■ STATED GOAL: Locate every line in the records below that contains the string "photo" and copy each of those lines in full. Matching is case-sensitive.

■ DATA ENTRIES:
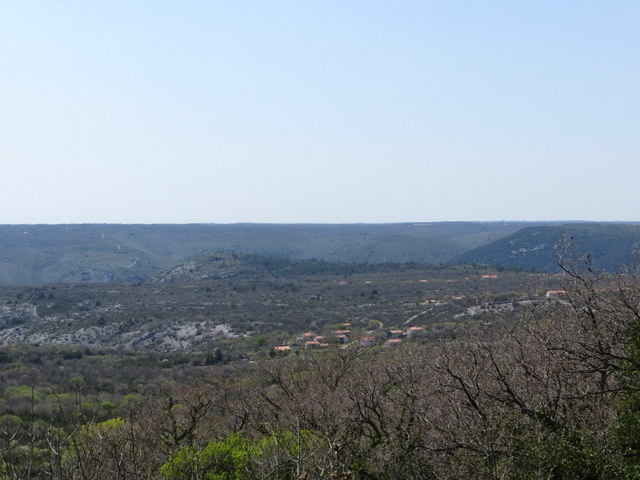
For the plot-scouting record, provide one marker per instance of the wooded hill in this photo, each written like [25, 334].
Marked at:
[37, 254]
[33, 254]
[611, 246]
* * *
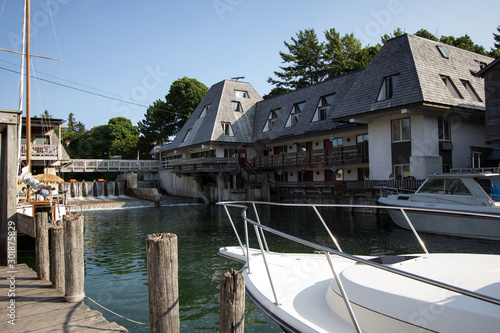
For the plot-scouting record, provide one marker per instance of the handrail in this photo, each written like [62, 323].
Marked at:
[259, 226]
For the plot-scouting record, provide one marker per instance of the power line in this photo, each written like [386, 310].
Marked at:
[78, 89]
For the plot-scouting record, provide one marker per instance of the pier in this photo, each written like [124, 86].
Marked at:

■ TASK RESPONSE:
For the plot-scouting record, provide one marker per instance of the wooded hill in this photo, each written like [25, 334].
For the plot-scouting record, provide one marker per instance of the handrail in this photo, each written like [62, 323].
For the plot-scouting record, provide one marker per instance of the power line in this photo, each written like [386, 310].
For the plot-scouting record, provide one marker per instance of the pier in this photo, each written like [124, 86].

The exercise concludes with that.